[Begin Listing]
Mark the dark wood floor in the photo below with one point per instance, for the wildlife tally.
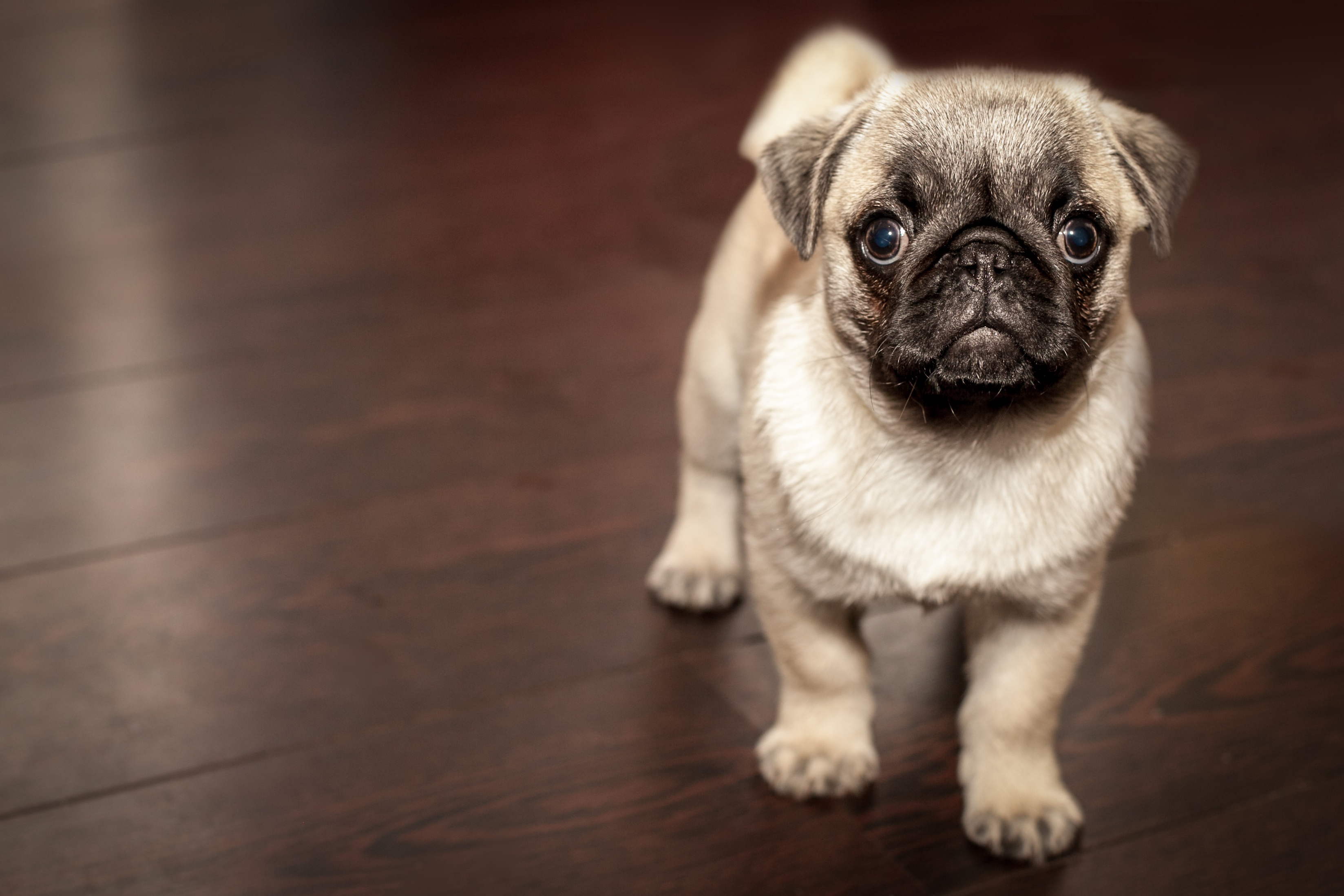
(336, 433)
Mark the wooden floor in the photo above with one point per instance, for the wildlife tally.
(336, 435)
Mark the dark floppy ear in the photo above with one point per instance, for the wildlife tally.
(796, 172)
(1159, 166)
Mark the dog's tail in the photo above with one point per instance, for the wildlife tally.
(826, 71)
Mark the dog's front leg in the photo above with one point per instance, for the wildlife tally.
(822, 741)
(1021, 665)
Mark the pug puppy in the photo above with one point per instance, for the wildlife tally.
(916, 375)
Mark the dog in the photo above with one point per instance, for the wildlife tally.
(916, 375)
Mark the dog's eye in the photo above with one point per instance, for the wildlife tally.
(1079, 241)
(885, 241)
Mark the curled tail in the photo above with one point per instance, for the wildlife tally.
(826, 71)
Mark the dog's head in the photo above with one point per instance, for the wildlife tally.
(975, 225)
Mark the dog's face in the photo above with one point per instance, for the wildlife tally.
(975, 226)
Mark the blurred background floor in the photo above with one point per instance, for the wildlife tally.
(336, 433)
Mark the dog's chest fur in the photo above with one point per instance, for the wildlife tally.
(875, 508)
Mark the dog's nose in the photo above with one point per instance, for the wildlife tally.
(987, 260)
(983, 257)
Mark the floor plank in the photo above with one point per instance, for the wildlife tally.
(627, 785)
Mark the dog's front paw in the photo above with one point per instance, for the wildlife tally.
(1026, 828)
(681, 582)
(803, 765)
[End Listing]
## Problem to solve
All lines from the line containing "Mark the dog's face" through the end of the listing above are to be duplicated exactly; include both ends and nothing further.

## Answer
Mark the dog's face in the photo above with one point per instance, for the wildlife tally.
(975, 226)
Mark the blurred background floor in the photo above with one point per instance, for the wildlife tally.
(336, 433)
Mark the dog's chest fur in the photo above with one point per instance, for the wildlife tally.
(875, 508)
Mark the dog's nose in the photo above with one point per instance, for the wildlife tally.
(987, 260)
(983, 257)
Mark the floor plank in the photo above with one point per instance, for the wildlife tally.
(627, 785)
Mark the dog's front paw in the photo above with one point per instance, for the wildlife tally.
(1026, 828)
(681, 582)
(803, 765)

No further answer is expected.